O poder do Não

As crianças precisam de regras e limites para se sentirem seguras e crescerem saudáveis. Saber dizer “não” nem sempre é fácil e chega a ser extenuante, mas é essencial. Na medida e na hora certa.
Os pais querem o melhor para os seus filhos e desejam, acima de tudo, que sejam felizes. Por vezes, este desejo tão natural choca com a necessidade de lhes dizerem que não. Para alguns pais, esta é uma das facetas da parentalidade mais difíceis de gerir e muitos têm dificuldade em assumi-la com assertividade, coerência e eficácia. Mas dizer que não, tal como dizer que sim, faz parte da função primordial dos pais, por mais que possa parecer doloroso ou até desnecessário.

Alguns registos
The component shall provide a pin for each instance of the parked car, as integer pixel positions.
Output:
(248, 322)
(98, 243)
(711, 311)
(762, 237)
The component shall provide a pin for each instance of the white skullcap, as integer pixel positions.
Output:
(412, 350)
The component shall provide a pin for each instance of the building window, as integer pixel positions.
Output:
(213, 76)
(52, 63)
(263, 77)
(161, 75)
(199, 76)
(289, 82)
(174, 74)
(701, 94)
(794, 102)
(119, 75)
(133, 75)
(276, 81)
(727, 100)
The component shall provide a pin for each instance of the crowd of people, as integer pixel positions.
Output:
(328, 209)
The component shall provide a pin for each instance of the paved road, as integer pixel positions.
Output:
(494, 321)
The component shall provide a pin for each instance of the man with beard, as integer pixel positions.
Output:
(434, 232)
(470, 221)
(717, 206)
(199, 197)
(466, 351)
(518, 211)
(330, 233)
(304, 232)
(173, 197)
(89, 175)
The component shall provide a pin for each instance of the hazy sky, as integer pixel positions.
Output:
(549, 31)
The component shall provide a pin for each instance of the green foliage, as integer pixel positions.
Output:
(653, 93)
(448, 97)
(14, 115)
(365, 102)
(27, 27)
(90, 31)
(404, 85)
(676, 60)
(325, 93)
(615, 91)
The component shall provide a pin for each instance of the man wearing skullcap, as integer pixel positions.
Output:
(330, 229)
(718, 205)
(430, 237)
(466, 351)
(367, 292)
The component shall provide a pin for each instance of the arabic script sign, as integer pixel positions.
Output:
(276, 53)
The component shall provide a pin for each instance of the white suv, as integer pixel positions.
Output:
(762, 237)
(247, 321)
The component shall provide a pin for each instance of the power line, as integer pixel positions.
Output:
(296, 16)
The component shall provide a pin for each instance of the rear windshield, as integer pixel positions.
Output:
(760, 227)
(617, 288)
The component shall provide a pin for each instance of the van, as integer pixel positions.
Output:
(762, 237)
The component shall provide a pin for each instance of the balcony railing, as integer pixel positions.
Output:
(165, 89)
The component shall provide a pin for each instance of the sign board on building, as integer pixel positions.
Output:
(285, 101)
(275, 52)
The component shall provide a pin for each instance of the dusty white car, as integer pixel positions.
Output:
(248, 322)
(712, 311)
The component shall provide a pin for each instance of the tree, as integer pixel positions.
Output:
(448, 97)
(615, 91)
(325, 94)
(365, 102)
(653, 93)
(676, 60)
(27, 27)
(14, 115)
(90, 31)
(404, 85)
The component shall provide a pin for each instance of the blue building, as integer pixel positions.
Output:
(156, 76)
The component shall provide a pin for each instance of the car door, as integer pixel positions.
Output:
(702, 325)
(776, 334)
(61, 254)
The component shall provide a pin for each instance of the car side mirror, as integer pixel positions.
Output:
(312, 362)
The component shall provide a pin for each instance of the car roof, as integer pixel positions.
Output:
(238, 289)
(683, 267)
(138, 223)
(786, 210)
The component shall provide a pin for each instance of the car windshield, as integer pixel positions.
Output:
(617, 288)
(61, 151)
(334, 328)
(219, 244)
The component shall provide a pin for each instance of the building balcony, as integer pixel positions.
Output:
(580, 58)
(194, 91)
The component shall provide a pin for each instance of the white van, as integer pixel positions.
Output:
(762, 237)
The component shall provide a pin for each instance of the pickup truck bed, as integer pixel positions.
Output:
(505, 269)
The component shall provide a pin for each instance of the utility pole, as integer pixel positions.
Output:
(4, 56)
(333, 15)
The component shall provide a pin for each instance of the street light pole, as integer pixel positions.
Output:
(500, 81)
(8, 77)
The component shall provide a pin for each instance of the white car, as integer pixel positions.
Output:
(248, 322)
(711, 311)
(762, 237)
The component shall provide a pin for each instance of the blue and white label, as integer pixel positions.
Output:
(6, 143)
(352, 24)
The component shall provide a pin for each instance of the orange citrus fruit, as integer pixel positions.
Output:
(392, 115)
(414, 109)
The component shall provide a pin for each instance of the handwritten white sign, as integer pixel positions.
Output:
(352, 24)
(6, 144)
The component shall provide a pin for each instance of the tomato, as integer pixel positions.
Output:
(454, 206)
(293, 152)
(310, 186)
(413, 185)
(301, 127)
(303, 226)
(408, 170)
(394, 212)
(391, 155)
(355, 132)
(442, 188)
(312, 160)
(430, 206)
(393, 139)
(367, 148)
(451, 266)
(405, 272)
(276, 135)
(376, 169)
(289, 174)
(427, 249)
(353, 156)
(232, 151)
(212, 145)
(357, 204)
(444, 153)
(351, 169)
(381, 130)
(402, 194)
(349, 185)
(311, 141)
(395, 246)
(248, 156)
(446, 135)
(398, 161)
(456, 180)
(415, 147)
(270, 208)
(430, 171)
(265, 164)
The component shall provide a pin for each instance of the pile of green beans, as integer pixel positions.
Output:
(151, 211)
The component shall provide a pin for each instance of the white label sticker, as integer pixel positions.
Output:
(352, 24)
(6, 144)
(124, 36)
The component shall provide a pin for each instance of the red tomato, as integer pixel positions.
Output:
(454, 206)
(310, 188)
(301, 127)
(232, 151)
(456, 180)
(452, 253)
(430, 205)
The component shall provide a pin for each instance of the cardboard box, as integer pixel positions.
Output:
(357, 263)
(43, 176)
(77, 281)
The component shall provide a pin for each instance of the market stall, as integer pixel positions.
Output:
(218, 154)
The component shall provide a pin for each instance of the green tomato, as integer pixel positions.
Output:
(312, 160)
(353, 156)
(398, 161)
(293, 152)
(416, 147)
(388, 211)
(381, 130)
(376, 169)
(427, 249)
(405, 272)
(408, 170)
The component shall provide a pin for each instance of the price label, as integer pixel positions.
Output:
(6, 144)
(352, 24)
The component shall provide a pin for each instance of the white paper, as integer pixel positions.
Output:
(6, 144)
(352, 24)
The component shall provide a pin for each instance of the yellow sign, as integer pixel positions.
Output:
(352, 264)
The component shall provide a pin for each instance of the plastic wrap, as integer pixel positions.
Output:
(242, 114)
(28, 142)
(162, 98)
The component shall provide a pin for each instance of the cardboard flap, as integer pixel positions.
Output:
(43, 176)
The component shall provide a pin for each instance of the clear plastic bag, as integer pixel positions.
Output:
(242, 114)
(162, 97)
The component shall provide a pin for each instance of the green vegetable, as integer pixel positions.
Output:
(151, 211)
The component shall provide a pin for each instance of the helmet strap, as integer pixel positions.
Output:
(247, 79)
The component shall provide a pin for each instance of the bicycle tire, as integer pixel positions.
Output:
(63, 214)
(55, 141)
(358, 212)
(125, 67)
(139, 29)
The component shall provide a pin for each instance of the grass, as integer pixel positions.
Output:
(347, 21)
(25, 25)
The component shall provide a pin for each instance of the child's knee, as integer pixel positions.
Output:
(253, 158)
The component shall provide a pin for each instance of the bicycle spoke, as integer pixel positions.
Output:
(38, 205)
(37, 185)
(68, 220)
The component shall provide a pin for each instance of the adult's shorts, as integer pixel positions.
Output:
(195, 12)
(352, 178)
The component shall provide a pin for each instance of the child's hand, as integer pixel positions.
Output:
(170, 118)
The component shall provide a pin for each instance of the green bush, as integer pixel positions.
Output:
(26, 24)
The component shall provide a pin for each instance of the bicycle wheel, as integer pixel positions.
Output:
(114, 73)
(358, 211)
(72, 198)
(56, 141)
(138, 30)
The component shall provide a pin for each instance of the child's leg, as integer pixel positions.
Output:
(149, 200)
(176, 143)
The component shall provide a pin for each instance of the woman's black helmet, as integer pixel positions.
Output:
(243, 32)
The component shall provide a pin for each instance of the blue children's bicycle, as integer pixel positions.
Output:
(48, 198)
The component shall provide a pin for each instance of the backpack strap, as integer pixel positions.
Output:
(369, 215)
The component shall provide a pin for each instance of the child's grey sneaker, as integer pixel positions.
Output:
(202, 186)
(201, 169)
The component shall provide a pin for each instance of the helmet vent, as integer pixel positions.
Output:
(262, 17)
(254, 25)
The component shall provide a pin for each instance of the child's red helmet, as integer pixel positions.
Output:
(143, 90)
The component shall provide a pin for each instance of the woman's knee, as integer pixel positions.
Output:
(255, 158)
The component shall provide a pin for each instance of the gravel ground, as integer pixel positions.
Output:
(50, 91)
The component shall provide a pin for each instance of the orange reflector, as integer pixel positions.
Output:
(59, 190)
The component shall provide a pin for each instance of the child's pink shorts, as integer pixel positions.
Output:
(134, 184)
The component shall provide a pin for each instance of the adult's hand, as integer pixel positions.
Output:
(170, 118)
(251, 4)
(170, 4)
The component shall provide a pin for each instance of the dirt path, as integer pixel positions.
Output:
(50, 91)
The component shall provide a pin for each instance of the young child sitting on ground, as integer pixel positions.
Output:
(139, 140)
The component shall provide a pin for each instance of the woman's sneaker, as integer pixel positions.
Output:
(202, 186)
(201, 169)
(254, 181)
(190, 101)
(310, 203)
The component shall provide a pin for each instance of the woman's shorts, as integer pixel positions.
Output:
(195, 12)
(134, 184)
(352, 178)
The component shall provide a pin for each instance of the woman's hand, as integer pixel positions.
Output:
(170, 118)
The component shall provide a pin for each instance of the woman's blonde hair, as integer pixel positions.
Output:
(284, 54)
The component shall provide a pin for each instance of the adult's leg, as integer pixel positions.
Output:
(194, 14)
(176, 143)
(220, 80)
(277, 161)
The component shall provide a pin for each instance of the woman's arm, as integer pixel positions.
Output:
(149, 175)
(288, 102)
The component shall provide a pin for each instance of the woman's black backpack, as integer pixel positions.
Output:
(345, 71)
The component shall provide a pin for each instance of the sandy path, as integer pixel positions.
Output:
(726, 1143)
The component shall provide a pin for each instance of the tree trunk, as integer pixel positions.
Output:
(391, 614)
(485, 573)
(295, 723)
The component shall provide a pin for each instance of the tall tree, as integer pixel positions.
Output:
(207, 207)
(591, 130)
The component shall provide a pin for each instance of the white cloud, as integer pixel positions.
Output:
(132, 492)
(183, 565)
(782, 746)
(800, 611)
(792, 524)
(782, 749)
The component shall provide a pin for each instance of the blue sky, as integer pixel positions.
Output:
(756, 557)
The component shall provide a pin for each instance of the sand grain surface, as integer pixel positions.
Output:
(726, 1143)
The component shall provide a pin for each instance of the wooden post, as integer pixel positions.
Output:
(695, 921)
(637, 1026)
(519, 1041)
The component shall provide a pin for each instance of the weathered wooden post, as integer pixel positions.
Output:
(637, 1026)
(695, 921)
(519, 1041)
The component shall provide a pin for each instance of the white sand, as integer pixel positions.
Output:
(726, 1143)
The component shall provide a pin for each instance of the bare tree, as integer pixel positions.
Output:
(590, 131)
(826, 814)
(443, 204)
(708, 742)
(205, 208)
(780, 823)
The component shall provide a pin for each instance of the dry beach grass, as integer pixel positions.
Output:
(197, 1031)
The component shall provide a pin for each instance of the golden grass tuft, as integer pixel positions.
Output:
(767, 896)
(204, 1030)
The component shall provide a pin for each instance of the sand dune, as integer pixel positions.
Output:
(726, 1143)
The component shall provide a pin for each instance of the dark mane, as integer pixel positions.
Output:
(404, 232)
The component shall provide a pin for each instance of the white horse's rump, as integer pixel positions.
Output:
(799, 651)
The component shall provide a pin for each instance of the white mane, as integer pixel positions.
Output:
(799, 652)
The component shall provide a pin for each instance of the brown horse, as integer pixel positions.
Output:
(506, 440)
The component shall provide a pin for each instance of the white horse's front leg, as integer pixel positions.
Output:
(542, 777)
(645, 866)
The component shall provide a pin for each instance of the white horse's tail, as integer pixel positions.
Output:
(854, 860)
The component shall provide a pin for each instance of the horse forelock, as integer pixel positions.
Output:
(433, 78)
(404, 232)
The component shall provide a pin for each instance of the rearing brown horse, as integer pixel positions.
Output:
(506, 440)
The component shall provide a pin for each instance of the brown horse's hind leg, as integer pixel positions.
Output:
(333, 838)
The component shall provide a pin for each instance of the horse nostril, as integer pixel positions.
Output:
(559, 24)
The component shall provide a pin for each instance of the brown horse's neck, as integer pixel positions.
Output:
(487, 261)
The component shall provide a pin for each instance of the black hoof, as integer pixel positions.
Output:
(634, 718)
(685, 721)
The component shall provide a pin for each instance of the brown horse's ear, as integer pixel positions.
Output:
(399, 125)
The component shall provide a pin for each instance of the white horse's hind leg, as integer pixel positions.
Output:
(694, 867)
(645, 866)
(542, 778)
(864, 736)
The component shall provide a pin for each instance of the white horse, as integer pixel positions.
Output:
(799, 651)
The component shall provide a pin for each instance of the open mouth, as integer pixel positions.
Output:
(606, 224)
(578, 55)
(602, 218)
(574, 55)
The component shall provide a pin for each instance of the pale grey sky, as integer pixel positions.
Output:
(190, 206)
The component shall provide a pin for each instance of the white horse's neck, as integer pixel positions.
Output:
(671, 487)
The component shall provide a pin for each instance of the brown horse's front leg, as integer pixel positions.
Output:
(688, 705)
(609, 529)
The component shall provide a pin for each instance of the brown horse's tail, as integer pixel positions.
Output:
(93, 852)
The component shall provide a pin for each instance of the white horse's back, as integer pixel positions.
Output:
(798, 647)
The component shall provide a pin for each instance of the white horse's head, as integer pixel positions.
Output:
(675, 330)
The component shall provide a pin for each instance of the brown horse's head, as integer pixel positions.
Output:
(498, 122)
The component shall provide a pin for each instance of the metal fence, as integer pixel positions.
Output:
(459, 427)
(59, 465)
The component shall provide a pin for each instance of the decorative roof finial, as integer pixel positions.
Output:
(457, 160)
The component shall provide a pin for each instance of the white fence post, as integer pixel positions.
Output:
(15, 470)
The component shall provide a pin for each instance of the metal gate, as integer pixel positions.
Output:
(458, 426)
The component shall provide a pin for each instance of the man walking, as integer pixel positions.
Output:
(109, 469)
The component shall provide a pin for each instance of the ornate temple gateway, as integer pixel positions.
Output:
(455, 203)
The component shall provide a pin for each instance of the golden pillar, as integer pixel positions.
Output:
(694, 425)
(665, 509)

### EXERCÍCIO 1
No texto sobre o poder do “não”, de que precisam as crianças para se sentirem seguras e crescerem saudáveis?
### EXERCÍCIO 2
Prolonga o texto sobre o poder do “não” a partir da última frase apresentada.

### RESPOSTA FINAL 1
De regras e limites.

### RESPOSTA FINAL 2
“O ‘não’ é como o sal da cozinha: nem de mais, nem de menos”, defende o psicólogo Eduardo Sá, alertando que o perigo, à conta do receio dos pais, “é estarmos a criar crianças insonsas”. E isto é “dramático”. Porque “pais bonzinhos são um bocadinho inimigos de crianças saudáveis, por mais que o façam com toda a boa-fé do mundo”. O “não” é o que torna as crianças num “motor de alta cilindrada, com uma caxa de velocidades à medida, que lhes permite ir dos zero aos 100 num instante”. 

Saber dizer não é “uma das maiores competências que os pais devem ter, tal como o saber dizer sim”, acrescenta o psicólogo Rui Brasil. Esta dicotomia “é um dos fatores mais estruturantes da personalidade da criança, nomeadamente ao nível de comportamento, tal como o bem e o mal estão para os valores éticos e o quente e o frio para os sentidos. Estas permitem que cada um de nós aprenda a autorregular-se, a posicionar-se perante uma situação ou a fazer uma escolha”, explica.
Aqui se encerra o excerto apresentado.